Growers apply plastic tarps to fields after fumigation to hold the product in for best results.
Growers apply plastic tarps to fields after fumigation to hold the product in for best results.

More than 80 U.S. agricultural and commodity groups have signed a letter to Frank Lucas, chairman of the House Agriculture Committee, asking that Congress pass legislation to allow emergency use of the fumigant methyl bromide.

Production and use of methyl bromide, labeled an ozone-depleting chemical, was phased out under the 1987 Montreal Protocol on Substances that Deplete the Ozone Layers.

Under the agreement, methyl bromide could no longer be used or produced in developed countries after 2005 except for critical uses granted by parties to the protocol, in government-required quarantine and pre-shipment treatments, or for other “emergency uses.”

In the letter, the groups pointed out that the Montreal Protocol allows for production and use of up to 20 metric tons of methyl bromide for each emergency without international approval. But the U.S. has never implemented the exemption, even though growers are facing “dire” pest problems, according to the letter.

Barry Bedwell, president of the Fresno, Calif.-based California Fresh Fruit Association, said the product needs to remain available for just such situations.

“I think in the absence of an effective alternative to concede the situation where we don’t have access to methyl bromide under any circumstance would not be a wise decision for our members,” Bedwell said.

The association continues to support research into finding an effective alternative, but so far a methyl bromide replacement has been elusive, he said.

“Until we find that alternative, I think it makes sense to ask Congress to legislate and direct the USDA to allow the emergency use of methyl bromide,” Bedwell said.

The Sacramento-based California Farm Bureau Federation also signed the letter and supports keeping the fumigant available, said Josh Rolph, director of the federal policy division.
● ● ●
Check your understanding
1. Please revise the methyl bromide article between "In the letter, the" and "just such situations.", inclusive, putting "waiver" in place of "exemption".
2. According to the methyl bromide article, how much methyl bromide does the Montreal Protocol allow for each emergency without international approval?

[Data excerpts]
● ● ●
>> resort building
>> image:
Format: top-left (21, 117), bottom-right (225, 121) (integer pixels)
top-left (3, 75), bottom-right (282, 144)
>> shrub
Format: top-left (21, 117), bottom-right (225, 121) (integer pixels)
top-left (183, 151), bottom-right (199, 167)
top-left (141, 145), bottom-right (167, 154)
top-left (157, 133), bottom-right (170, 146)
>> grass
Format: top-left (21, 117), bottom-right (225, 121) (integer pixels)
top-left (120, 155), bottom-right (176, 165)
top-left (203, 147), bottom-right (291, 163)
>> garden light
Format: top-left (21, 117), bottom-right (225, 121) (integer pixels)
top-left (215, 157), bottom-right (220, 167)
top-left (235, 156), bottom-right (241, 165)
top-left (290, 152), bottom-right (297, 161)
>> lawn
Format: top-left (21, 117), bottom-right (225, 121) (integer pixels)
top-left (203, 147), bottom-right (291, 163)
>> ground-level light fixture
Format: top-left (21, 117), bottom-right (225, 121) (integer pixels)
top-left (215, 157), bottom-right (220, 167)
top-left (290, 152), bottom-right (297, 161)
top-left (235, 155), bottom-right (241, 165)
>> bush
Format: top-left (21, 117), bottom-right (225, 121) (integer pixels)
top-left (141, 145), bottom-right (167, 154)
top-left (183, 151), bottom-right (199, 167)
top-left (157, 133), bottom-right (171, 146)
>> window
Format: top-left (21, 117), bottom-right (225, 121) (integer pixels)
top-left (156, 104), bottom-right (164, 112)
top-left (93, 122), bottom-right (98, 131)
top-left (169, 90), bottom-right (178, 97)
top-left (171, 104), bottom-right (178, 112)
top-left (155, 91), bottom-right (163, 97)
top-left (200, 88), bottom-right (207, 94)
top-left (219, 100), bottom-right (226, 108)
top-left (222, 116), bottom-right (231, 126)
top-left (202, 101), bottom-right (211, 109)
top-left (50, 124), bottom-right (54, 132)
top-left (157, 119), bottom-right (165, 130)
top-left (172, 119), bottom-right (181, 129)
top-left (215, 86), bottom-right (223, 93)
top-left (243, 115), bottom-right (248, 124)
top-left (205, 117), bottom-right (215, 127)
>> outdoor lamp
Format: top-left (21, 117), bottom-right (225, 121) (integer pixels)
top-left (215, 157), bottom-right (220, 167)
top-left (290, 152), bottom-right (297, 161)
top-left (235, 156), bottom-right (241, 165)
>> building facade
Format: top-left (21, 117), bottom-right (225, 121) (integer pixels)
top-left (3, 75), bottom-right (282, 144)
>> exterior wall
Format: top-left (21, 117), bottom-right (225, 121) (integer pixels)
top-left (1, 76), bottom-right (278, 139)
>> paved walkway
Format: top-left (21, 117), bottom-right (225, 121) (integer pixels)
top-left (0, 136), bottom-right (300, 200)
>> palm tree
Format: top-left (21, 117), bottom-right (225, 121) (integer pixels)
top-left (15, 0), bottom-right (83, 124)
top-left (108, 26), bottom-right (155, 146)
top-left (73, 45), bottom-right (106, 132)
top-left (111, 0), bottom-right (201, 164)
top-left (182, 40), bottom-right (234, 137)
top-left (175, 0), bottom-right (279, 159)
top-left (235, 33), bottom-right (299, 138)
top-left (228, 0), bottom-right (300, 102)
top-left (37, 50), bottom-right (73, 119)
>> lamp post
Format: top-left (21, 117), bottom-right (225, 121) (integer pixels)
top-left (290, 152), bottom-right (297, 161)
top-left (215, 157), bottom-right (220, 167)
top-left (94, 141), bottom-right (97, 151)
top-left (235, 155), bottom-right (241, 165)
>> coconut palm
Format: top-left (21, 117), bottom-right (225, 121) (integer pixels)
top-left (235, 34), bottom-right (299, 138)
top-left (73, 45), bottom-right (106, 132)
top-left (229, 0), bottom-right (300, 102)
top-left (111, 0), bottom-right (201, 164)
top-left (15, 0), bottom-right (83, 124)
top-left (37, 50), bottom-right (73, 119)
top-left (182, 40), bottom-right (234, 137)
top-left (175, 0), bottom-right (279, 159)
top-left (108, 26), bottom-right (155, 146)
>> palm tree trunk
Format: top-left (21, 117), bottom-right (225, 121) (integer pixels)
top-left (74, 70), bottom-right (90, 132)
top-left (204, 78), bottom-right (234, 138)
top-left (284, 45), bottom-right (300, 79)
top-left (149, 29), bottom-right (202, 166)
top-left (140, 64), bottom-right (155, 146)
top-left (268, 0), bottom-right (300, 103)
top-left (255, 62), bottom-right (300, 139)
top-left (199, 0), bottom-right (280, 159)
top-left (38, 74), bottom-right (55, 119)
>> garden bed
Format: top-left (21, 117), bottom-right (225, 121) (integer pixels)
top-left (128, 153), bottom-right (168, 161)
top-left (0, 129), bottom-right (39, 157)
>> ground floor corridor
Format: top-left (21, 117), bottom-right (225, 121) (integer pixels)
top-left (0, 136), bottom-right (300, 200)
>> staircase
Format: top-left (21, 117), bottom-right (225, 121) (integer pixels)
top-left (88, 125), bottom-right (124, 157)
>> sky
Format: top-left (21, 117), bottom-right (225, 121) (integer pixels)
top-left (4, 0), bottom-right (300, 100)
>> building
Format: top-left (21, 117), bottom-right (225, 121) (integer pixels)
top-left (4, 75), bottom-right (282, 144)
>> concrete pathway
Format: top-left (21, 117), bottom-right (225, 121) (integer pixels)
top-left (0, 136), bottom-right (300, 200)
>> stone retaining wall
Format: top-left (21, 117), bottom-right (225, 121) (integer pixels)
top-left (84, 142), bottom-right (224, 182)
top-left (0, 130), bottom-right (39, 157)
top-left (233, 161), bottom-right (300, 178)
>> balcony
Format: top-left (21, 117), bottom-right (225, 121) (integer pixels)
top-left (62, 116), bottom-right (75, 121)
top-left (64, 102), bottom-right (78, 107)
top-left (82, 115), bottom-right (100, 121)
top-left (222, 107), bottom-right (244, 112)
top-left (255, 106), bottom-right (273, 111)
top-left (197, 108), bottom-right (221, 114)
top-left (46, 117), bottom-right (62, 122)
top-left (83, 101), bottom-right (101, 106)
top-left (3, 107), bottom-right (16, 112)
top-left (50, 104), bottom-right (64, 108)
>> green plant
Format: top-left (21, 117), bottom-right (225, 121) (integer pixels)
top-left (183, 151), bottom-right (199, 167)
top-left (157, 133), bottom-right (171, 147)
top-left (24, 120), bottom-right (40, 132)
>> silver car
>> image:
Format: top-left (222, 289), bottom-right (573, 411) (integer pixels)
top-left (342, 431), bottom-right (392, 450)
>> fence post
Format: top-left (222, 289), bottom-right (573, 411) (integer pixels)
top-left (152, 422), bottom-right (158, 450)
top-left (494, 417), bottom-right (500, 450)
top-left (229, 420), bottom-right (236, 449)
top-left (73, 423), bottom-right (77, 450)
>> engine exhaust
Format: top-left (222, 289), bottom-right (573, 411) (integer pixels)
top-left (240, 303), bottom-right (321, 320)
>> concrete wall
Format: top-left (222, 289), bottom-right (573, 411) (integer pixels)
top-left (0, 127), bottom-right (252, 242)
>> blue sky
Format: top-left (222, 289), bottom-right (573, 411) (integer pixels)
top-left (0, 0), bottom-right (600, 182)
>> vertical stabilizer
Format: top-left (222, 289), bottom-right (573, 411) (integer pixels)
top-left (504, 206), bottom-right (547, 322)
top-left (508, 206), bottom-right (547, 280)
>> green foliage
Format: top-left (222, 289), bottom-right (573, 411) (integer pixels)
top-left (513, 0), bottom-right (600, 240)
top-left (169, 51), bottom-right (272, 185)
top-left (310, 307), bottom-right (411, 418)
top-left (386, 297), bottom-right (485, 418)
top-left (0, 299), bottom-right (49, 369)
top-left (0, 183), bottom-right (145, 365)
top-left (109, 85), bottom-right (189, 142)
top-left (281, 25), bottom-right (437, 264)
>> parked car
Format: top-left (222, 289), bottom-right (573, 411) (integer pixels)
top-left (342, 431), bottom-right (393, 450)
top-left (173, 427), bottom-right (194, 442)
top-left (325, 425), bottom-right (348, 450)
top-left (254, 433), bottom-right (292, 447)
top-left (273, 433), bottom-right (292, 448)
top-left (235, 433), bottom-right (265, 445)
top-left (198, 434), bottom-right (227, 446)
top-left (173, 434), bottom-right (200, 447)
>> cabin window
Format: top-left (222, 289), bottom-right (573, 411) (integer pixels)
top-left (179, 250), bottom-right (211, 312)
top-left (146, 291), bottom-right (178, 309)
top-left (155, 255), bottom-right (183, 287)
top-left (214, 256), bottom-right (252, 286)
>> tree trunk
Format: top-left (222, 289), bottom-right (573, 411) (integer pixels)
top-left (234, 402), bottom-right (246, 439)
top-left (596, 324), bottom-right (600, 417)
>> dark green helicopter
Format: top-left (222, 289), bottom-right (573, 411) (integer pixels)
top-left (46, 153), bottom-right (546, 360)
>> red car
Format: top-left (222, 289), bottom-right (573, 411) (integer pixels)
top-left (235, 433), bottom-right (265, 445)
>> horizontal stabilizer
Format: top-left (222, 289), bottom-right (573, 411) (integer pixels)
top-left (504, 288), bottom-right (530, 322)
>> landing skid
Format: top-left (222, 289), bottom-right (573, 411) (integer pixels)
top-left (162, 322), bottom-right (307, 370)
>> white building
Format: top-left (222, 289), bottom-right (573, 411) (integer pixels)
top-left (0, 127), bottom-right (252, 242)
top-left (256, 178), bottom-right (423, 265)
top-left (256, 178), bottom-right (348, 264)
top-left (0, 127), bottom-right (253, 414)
● ● ●
Solutions in order
1.
In the letter, the groups pointed out that the Montreal Protocol allows for production and use of up to 20 metric tons of methyl bromide for each emergency without international approval. But the U.S. has never implemented the waiver, even though growers are facing “dire” pest problems, according to the letter.

Barry Bedwell, president of the Fresno, Calif.-based California Fresh Fruit Association, said the product needs to remain available for just such situations.

2. Up to 20 metric tons.